**TEXT PROVIDED**:
((

We have been to 14 Marriott's resorts in the past six years. Three Hilton Head ,Two Park City,Six Newport Coast, and One Hawaii. They are consistently in great shape in good locations with many amenities. Although not an owner as the maintenance fees are too great for us ,we find our $450 maintenance fee Hawaiian timeshares trade in very easily and we often get two bedroom units although summer months are impossible in S Cal and Hawaii is always tough.
Newport Coast is our six time favorite and we have no problem getting winter weeks in Jan /Feb there. Provided you bought on the secondary market and have the maintenance money I think I would be extremely happy.


----------



## pedro47

I am still very happy with Marriott's resorts.


----------



## MOXJO7282

I just rented my last TS for 2010 and had the best year ever, so until something changes, I continue to be a very satisfied Marriott owner. The big test for me will be in January when I go to reserve my Maui Marriott Pres weeks for 2012 using the 13 month rule. If things go as usual, then I will continue to be a satisfied customer.

))

**THINGS TO DO**:
[A] Based on the forum thread about Marriott resorts, decide whether each statement agrees with it: (i) the first poster does not own a Marriott timeshare because the maintenance fees are too high; (ii) the first poster finds it hard to get January and February weeks at Newport Coast; (iii) MOXJO7282 plans to reserve Maui Marriott weeks for 2012 in January. For each one, answer yes or no and quote the words from the thread that decide it.
[B] Continue the forum thread about Marriott resorts from its last sentence.

**Records in a dataset**:

((

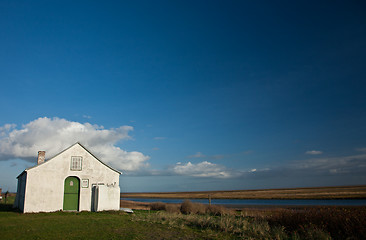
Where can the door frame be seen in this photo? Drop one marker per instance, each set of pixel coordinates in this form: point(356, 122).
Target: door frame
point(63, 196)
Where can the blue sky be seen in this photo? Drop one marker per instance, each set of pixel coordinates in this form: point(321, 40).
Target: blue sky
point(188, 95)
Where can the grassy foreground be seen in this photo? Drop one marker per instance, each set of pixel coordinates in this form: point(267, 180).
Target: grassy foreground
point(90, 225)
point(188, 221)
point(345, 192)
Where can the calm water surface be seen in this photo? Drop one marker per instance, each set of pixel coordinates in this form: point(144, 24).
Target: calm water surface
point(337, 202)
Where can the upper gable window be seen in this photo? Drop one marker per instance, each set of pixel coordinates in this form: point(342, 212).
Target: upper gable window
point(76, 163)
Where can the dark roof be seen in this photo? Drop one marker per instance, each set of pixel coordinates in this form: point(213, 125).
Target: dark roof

))

**TASK-BY-TASK ANSWERS**:
[A]
(i) Yes: "Although not an owner as the maintenance fees are too great for us"
(ii) No: "we have no problem getting winter weeks in Jan /Feb there"
(iii) Yes: "The big test for me will be in January when I go to reserve my Maui Marriott Pres weeks for 2012 using the 13 month rule."

[B]
----------



## scpoidog

*New Owner*

I'm a new resale owner and just took my first trip using points.  The system worked for me, so I'm very satisfied.


----------



## harri

*Rules Changed at Ocean Pointe...........*



BayAreaRedSoxFan said:


> I am not happy the way the Marriott Management Team is treating the owners at the Aruba Ocean Club.  I am sure you all have seen other posts but the roof, the overall construction and now the huge increase in maintenance fee plus two special assessments means we got burned by dear JW "Bill" Marriott and the once wonderful Marriott Management.  Time to sell but who will buy????????





Zac495 said:


> My vote changed so much from 3 months ago when I would have said so very, very happy. Not so anymore.





Not pleased with Marriott at Ocean Pointe in West Palm Beach.  First there was a re-sale program and a rental program and now there is neither. Not only do they no longer have these two programs but the maintenance fees keep going up while the value of the property goes down!  They keep changing the rules.  The really, really big deal is you are in this for life because you cannot walk away from this.  We have built a second home in Flordia and now we have no use for the timeshare and the burden of maintenance fees is ours until we can sell or die............( and no one is buying).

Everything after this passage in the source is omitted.